**** THE INPUT ****

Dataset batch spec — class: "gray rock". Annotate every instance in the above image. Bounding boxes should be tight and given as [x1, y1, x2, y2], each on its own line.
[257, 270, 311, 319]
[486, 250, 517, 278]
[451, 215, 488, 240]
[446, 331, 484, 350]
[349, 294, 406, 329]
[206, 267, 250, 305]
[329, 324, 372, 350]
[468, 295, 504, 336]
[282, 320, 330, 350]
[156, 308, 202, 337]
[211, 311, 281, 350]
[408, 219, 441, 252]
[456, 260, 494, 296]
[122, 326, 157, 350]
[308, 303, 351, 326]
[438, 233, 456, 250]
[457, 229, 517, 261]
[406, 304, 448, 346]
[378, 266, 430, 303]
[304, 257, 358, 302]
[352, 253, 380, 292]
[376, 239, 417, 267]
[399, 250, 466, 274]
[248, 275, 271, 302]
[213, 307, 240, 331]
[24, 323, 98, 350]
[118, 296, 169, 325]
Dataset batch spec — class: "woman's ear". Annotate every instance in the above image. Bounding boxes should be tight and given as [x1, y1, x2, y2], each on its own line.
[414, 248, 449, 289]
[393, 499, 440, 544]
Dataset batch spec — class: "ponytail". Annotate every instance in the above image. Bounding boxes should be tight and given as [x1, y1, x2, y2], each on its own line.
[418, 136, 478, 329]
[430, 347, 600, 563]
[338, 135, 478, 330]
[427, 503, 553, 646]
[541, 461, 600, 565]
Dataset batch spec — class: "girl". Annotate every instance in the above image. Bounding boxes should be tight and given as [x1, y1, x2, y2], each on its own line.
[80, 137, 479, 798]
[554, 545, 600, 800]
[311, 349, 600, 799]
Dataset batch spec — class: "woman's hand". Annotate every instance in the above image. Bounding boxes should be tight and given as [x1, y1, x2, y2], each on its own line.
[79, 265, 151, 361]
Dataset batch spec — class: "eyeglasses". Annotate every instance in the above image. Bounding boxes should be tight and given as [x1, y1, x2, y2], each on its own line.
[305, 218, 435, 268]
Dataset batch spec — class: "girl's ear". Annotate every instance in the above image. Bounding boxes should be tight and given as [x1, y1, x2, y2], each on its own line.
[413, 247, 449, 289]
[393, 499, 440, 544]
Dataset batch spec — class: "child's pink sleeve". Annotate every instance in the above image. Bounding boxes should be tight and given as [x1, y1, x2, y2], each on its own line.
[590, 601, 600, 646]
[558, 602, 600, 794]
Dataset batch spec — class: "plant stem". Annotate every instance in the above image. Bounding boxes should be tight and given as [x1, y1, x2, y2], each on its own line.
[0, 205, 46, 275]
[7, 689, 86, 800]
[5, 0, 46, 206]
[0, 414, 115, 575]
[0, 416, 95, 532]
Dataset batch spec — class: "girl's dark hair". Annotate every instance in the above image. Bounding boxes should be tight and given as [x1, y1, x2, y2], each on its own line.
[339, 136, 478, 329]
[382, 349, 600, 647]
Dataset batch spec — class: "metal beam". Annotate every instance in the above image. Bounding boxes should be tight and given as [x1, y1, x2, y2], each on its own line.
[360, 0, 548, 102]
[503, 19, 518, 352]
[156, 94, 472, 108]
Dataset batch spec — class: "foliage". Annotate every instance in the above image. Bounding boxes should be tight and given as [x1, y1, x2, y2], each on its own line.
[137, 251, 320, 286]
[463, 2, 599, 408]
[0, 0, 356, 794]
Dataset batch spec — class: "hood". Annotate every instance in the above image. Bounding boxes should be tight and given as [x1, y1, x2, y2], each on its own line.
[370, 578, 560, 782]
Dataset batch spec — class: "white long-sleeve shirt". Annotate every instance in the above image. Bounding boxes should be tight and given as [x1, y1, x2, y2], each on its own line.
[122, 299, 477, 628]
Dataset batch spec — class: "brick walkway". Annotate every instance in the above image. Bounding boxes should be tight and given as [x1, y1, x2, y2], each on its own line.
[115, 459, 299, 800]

****

▶ [YOUR TASK]: Could you give the data above again, exact in every line?

▶ [EXERCISE OUTPUT]:
Dataset batch spec — class: "gray rock". Annotate every instance in the above image. Bounding boxes should be tight and given as [x1, y1, x2, y2], each on its own line.
[257, 270, 311, 319]
[486, 250, 517, 278]
[451, 215, 488, 240]
[446, 331, 484, 350]
[349, 294, 406, 329]
[206, 267, 250, 305]
[329, 324, 372, 350]
[468, 295, 504, 336]
[282, 320, 330, 350]
[156, 308, 202, 337]
[211, 311, 281, 350]
[408, 219, 441, 252]
[456, 260, 494, 296]
[122, 326, 157, 350]
[308, 303, 351, 326]
[438, 233, 456, 250]
[457, 229, 517, 261]
[406, 304, 448, 346]
[378, 266, 430, 303]
[304, 257, 358, 302]
[352, 253, 380, 292]
[376, 239, 417, 267]
[399, 250, 466, 274]
[248, 275, 271, 302]
[213, 307, 240, 331]
[24, 323, 98, 350]
[118, 296, 169, 325]
Dataset batch spec — class: "woman's ear". Annotate every instance in the above image. Bounding boxes should be tight and given as [x1, y1, x2, y2], each on its own line.
[414, 248, 449, 289]
[393, 499, 440, 544]
Dataset batch spec — class: "ponytail". Annotate every instance in the above image. Bounding boxes should be tight and given as [x1, y1, x2, y2], each on its own line.
[418, 136, 478, 329]
[430, 347, 600, 563]
[338, 135, 478, 330]
[427, 503, 553, 646]
[541, 461, 600, 565]
Dataset batch spec — class: "girl". Annotate every instance in the above image. Bounding boxes should be tight and given as [x1, y1, x2, y2], each on its own line.
[80, 137, 479, 798]
[554, 545, 600, 800]
[311, 349, 600, 799]
Dataset batch spec — class: "woman's hand". Annotate every instance in the above image. Bounding boxes should be tight and given as [x1, y1, x2, y2], each on its own line.
[79, 265, 151, 361]
Dataset batch spec — class: "eyeglasses". Annotate every instance in the above image. Bounding boxes should be tight and given as [x1, y1, x2, y2], each on its own line.
[305, 218, 435, 268]
Dataset batch spec — class: "girl's ear". Annotate every instance in the above image. Bounding boxes should be tight and given as [x1, y1, x2, y2], each on its own line.
[413, 247, 449, 289]
[393, 499, 440, 544]
Dataset batch spec — class: "child's pink sleeve". Annotate every instance in the above image. Bounding boxes should be tight and given as [x1, y1, x2, y2], each on its own line.
[590, 601, 600, 646]
[558, 602, 600, 794]
Dataset batch spec — class: "plant stem". Annotate every instance in the above image. Bounding boxes should be tight and given as [x1, y1, x2, y2], each on its own line.
[0, 205, 46, 275]
[7, 689, 86, 800]
[5, 0, 46, 206]
[0, 414, 115, 575]
[0, 416, 95, 532]
Dataset batch spec — class: "girl's dark hair". Annotate every instance in the above image. Bounding boxes should be tight and given as [x1, y1, x2, y2], each on its own line.
[339, 136, 478, 329]
[382, 349, 600, 647]
Dataset batch spec — class: "metal beam". Annotate every instance in the above image. Bounding boxes should be tight and given as [x1, y1, x2, y2], each on its own line.
[360, 0, 548, 102]
[503, 19, 518, 352]
[156, 94, 472, 108]
Dataset batch spec — class: "foliage". Annotate every instance in the above image. Bounding boxes should be tight and given as [x1, y1, x2, y2], each on its own line.
[137, 251, 320, 286]
[463, 2, 599, 408]
[0, 0, 356, 794]
Dataset batch spec — class: "hood". Annotate every instance in the above image. Bounding boxes should be tight and given as [x1, y1, x2, y2], each on its own line.
[370, 578, 560, 782]
Dataset batch spec — class: "white long-sleeve shirt". Annotate every instance in the above image. Bounding boxes should be tight and given as [x1, y1, x2, y2], each on its own line.
[122, 299, 477, 628]
Dataset batch spec — class: "brick walkway". Annotate every instance in the above image. Bounding boxes should be tight and given as [x1, y1, x2, y2], each on its own line.
[115, 459, 299, 800]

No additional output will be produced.